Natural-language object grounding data
━━━
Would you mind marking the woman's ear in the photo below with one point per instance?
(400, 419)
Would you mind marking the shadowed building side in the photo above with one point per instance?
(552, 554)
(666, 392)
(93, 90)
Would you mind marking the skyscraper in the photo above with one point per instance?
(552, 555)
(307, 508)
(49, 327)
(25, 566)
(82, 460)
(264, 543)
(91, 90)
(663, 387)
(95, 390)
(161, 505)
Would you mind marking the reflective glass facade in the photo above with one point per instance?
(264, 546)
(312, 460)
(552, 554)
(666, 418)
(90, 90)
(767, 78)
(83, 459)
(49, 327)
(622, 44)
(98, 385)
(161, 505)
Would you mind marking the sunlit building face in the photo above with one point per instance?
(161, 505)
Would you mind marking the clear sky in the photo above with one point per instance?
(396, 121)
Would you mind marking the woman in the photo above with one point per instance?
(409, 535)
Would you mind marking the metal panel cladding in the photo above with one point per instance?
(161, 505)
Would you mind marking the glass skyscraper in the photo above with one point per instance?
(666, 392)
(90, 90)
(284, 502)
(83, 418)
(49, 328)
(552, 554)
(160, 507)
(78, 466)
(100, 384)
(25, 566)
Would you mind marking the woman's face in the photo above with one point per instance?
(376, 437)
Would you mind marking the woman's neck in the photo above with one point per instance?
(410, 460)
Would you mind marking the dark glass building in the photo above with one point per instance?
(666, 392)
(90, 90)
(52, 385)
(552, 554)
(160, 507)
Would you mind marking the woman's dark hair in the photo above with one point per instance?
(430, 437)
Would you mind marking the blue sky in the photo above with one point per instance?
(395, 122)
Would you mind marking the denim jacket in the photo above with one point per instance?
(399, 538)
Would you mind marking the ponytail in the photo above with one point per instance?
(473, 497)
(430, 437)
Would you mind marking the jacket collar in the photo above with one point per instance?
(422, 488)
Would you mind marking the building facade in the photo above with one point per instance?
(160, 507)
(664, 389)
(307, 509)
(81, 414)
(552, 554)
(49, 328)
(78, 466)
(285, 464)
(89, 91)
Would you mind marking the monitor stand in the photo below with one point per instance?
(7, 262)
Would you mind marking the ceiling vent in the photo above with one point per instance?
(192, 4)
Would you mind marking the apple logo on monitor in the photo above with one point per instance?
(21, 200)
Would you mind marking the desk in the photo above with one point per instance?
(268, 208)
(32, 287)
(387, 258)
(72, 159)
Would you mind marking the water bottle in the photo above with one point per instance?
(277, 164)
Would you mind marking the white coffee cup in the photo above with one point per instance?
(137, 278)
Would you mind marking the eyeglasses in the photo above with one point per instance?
━━━
• TRY IT
All records above must be set down exactly, please.

• RESPONSE AREA
Would you mind marking the woman's ear in the photo below with one point per instance?
(400, 419)
Would you mind marking the shadowed building side in the photo above with one point per instance?
(552, 554)
(666, 392)
(93, 90)
Would you mind marking the skyscraper in the photo above with one point per instance?
(552, 555)
(307, 508)
(49, 327)
(25, 566)
(82, 460)
(264, 543)
(91, 90)
(663, 387)
(95, 390)
(161, 505)
Would you mind marking the reflective glass facade in the photo above with one point per instance?
(264, 546)
(312, 460)
(552, 554)
(666, 418)
(90, 90)
(767, 78)
(83, 459)
(49, 327)
(622, 44)
(98, 385)
(161, 505)
Would you mind marking the sunlit building face in the photo above with one point per instance?
(161, 505)
Would you mind marking the clear sky in the photo above with one point per instance?
(396, 121)
Would you mind marking the woman in the photo above with one point per instance?
(409, 535)
Would you mind marking the metal panel cladding in the photo above with one point per instance?
(161, 505)
Would you mind marking the glass skyscraper in the photo above with one point per instance?
(666, 392)
(90, 90)
(284, 502)
(83, 418)
(49, 328)
(552, 554)
(160, 507)
(78, 466)
(100, 384)
(25, 566)
Would you mind marking the woman's face in the photo above with one point per instance?
(376, 437)
Would you mind marking the woman's neck in the photo above with one point per instance?
(410, 460)
Would you mind marking the dark glass building in the photo above with one point per instance?
(666, 392)
(90, 90)
(52, 385)
(552, 554)
(160, 507)
Would you mind marking the woman's dark hair in the photo above with one point per instance?
(430, 437)
Would you mind marking the blue sky in the photo above with one point per instance?
(395, 122)
Would you mind marking the denim jacket in the photo above with one point per instance?
(399, 538)
Would you mind marking the ponytail in the photo above with one point per instance?
(473, 497)
(430, 437)
Would you mind marking the jacket collar in the photo above with one point per instance?
(422, 488)
Would you mind marking the building facade in the photo above with one point per instance?
(160, 507)
(664, 389)
(307, 509)
(81, 414)
(552, 554)
(49, 328)
(78, 466)
(285, 464)
(89, 91)
Would you mind marking the monitor stand in the photo below with one point per instance?
(7, 262)
Would you mind marking the ceiling vent in the photo above with one point per instance?
(192, 4)
Would you mind marking the apple logo on monitor in the photo above with one point per instance?
(21, 200)
Would you mind marking the desk in the photo above with one point per instance?
(268, 208)
(32, 287)
(387, 258)
(72, 159)
Would you mind marking the water bottle in the photo above with one point per instance?
(277, 164)
Would you mind marking the white coffee cup in the photo above with one point per instance?
(137, 278)
Would you mind marking the eyeglasses in the photo above with one point per instance?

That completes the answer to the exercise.